======== AVAILABLE RECORDS ========
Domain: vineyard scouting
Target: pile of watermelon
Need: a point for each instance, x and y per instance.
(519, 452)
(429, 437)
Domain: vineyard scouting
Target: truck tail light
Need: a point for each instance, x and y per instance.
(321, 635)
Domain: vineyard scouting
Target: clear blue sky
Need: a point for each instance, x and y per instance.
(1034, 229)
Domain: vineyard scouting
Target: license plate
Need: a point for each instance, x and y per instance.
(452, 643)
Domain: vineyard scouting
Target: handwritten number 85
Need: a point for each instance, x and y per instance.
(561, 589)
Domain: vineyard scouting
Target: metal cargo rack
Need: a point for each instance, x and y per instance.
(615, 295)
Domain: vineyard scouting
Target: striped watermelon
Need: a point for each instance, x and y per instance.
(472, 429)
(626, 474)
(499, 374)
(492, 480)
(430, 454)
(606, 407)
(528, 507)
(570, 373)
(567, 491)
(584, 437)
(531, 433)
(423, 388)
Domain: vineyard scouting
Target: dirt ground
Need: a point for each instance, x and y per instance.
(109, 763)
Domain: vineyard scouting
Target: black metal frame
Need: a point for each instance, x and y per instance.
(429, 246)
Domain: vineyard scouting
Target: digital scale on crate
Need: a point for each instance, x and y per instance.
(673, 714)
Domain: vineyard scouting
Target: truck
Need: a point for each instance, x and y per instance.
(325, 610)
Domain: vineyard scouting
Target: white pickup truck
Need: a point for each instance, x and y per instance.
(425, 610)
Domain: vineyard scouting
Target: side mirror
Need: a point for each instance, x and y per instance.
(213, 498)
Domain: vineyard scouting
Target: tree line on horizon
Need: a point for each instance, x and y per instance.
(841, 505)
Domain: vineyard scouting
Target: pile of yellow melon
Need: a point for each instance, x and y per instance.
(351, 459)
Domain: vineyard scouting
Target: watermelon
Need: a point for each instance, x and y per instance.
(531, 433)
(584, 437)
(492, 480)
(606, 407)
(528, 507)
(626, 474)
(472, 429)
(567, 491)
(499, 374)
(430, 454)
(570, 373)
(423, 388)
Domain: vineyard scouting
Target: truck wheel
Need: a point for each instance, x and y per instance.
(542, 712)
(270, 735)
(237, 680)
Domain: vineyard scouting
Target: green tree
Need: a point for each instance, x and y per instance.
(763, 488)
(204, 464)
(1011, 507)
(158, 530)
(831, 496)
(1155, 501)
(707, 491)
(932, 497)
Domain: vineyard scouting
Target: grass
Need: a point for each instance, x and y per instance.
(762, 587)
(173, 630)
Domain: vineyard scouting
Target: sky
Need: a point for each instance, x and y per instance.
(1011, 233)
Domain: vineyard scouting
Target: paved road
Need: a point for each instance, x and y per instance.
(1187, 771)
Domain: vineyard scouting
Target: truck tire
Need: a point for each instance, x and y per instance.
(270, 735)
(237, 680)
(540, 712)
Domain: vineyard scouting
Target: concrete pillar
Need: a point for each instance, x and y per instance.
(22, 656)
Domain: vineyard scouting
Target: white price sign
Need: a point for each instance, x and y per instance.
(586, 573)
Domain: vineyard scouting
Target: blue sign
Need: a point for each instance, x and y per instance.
========
§ **EXERCISE DETAILS**:
Please print all of the entries above again, word for word, with nothing changed.

§ **SOLUTION TO THIS EXERCISE**:
Domain: vineyard scouting
Target: pile of watermelon
Need: a point for each instance, x and y per instance.
(519, 452)
(429, 437)
Domain: vineyard scouting
Target: truck tail light
Need: a point for each instance, x and y per instance.
(321, 635)
Domain: vineyard scouting
Target: clear blue sky
Need: a point for each instance, x and y per instance.
(1034, 229)
Domain: vineyard scouting
Target: license plate
Need: a point for each instance, x and y per instance.
(452, 643)
Domain: vineyard scouting
Target: handwritten number 85
Need: a point for each instance, x and y per instance.
(561, 589)
Domain: vineyard scouting
Target: metal cargo rack
Need: a point for each instance, x and y per instance.
(615, 295)
Domain: vineyard scouting
Target: striped watermelon
Need: a point for each instance, x and y per instance.
(472, 429)
(626, 474)
(499, 374)
(492, 480)
(430, 454)
(606, 407)
(528, 507)
(570, 373)
(567, 491)
(584, 437)
(531, 433)
(423, 388)
Domain: vineyard scouting
Target: dirt ground
Need: a point for each instance, x and y per instance.
(109, 763)
Domain: vineyard scouting
Target: black metal frame
Need: a point for each instance, x and y per instance.
(429, 246)
Domain: vineyard scouting
Target: digital scale on crate
Need: a point for each instance, x and y per instance.
(673, 714)
Domain: vineyard scouting
Target: truck
Need: a point for each instance, x and y per instance.
(325, 610)
Domain: vineyard scouting
Target: white pickup truck
Need: a point for each instance, x and y per instance.
(425, 610)
Domain: vineyard scouting
Target: side mirror
Need: a point for each instance, x and y per instance.
(213, 498)
Domain: vineyard scouting
Target: tree line on horizon
Need: a point for each instance, x and y per instance.
(841, 505)
Domain: vineyard scouting
Target: pile of yellow melon
Need: a point for each instance, x and y per instance.
(351, 459)
Domain: vineyard scouting
Target: watermelon
Need: a point for each instance, x and y per instance.
(531, 433)
(584, 437)
(492, 480)
(606, 407)
(528, 507)
(626, 474)
(472, 429)
(567, 491)
(499, 374)
(430, 454)
(570, 373)
(423, 388)
Domain: vineyard scouting
Target: truck wheel
Need: a point for each instance, x and y per instance.
(542, 712)
(270, 735)
(237, 680)
Domain: vineyard scouting
Target: green tree
Need: a point for each instance, x and y per instance.
(763, 488)
(204, 464)
(1011, 507)
(158, 530)
(831, 496)
(1155, 501)
(707, 491)
(932, 497)
Domain: vineyard scouting
Target: grass
Need: a point for each instance, x and y per instance.
(762, 587)
(173, 630)
Domain: vineyard scouting
Target: sky
Need: a point for each instance, x and y per instance.
(1011, 233)
Domain: vineyard scouting
Target: paved road
Need: a point for each instance, x and y per instance.
(1187, 771)
Domain: vineyard scouting
Target: truck tire
Need: a point for each instance, x and y per instance.
(270, 735)
(237, 680)
(540, 712)
Domain: vineyard scouting
Target: concrete pillar
Need: a point for each instance, x and y per instance.
(22, 656)
Domain: vineyard scouting
Target: white price sign
Need: a point for each instance, x and y per instance.
(586, 573)
Domain: vineyard scouting
Target: blue sign
Need: a point for each instance, x and y per instance.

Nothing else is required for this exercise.